What are the parents’ roles in the NICU?

Parents become part of the baby’s team of caretakers. Parents will be asked to take part in basic tasks: change diapers, skin-to-skin contact, feedings, etc. When doctors complete their rounds, parents can be on hand to discuss the treatment plan. There are no visiting hours for parents. Mom or Dad can be in the baby’s room anytime of the day or night and can stay for as long as they’d like. If parents have to leave, they can be apprised of the baby’s condition via phone. If they choose to stay for long periods of time, there are places to nap, snack or use the bathroom.

Can I breastfeed in the NICU?

Yes. A breast pump will probably be necessary. If a baby is admitted to the NICU immediately after birth, the mother will want to contact a nurse about getting a breast pump in her postpartum room. Hospital pumps are more powerful and designed to build and maintain breastmilk supply. A lactation consultant or nurse should provide instructions on how to use the pump and store milk.

▶ _DATA SECTION_
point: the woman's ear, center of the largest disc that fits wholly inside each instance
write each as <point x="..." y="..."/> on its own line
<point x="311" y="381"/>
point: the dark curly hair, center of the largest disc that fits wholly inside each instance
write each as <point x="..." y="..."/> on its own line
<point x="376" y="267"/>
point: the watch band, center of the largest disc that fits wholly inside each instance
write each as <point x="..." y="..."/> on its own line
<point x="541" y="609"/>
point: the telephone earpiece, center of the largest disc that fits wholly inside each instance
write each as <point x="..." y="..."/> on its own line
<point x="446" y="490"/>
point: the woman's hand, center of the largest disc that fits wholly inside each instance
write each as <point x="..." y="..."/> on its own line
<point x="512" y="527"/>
--
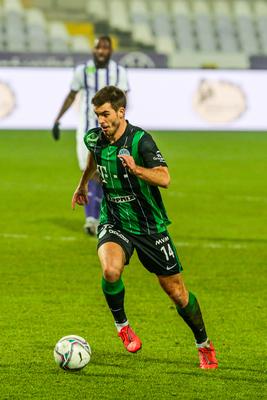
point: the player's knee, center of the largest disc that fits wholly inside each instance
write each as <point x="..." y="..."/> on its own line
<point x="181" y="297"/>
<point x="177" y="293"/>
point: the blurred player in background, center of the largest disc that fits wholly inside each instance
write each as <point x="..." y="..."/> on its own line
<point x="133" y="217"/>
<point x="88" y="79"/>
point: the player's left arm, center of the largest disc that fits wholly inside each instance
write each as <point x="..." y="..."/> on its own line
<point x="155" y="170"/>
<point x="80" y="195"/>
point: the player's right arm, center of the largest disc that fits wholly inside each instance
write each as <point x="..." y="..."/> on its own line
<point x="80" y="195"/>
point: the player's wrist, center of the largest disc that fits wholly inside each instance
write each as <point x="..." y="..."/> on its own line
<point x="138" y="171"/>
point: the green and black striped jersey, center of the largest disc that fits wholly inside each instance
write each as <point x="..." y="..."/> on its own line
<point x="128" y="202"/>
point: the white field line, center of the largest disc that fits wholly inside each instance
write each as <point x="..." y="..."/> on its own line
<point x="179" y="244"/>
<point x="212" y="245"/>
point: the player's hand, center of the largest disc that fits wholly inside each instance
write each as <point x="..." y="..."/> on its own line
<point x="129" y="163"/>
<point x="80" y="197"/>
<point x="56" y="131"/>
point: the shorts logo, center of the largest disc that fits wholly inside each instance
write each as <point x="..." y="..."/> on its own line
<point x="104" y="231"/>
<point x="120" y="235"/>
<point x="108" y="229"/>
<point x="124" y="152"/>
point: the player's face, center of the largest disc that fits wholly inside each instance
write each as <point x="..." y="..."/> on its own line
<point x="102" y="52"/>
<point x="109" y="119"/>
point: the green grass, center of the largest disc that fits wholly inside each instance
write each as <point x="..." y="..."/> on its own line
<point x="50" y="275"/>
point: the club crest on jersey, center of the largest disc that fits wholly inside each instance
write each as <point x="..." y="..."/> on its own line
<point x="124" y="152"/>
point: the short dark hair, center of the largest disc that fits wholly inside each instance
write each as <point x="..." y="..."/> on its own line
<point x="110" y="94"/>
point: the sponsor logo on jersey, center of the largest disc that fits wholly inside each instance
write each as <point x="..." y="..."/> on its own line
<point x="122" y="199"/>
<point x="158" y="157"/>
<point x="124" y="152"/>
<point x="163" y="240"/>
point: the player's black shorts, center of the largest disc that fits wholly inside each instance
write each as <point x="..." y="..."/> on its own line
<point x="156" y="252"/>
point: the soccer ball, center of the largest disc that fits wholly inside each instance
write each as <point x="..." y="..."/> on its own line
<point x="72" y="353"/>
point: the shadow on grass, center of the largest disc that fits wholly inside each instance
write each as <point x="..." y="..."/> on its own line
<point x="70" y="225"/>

▶ _REQUIRED ACTIONS_
• a. List the basic tasks that the NICU text says parents will be asked to take part in.
• b. Transcribe the NICU text from "Parents become part" up to and including "breastfeed in the NICU?".
• c. Write the next part of the text about parents in the NICU, picking up after its last sentence.

▶ _ANSWERS GIVEN_
• a. Changing diapers, skin-to-skin contact, feedings

• b.
Parents become part of the baby’s team of caretakers. Parents will be asked to take part in basic tasks: change diapers, skin-to-skin contact, feedings, etc. When doctors complete their rounds, parents can be on hand to discuss the treatment plan. There are no visiting hours for parents. Mom or Dad can be in the baby’s room anytime of the day or night and can stay for as long as they’d like. If parents have to leave, they can be apprised of the baby’s condition via phone. If they choose to stay for long periods of time, there are places to nap, snack or use the bathroom.

Can I breastfeed in the NICU?

• c.
Pumping regularly with a hospital-grade pump will help maintain a mom’s milk supply until the baby is discharged. If the mother is discharged before the child, she can rent a hospital grade pump through a private lactation consultant for the duration of the baby’s stay. Fees vary depending on the mothers’ needs, but under the new healthcare laws, many pump rentals can be covered by insurance. The mother should ask the NICU staff about the baby’s feeding schedule, and try to pump at similar times that the baby will be fed. She can bring the expressed milk into the NICU for immediate use or instruct the nurses to refrigerate or freeze it for later use.

If the baby is physically able, it is recommended that the mother attempt to get the baby to latch. If a mother is experiencing difficulties, she can ask to meet with the NICU lactation consultant. Many NICUs have their own lactation consultants on staff. Their services are free of charge.

I feel so alone. Is there anyone I can talk to?

NICU parents can experience a roller coaster of emotions: denial, anger, fear, hope… and these can all happen in the same hour. Many hospital NICUs offer a social worker and/or support groups for parents. If feelings of depression do not subside and affect day-to-day living, parents should speak to a healthcare professional.

What happens once my baby is discharged?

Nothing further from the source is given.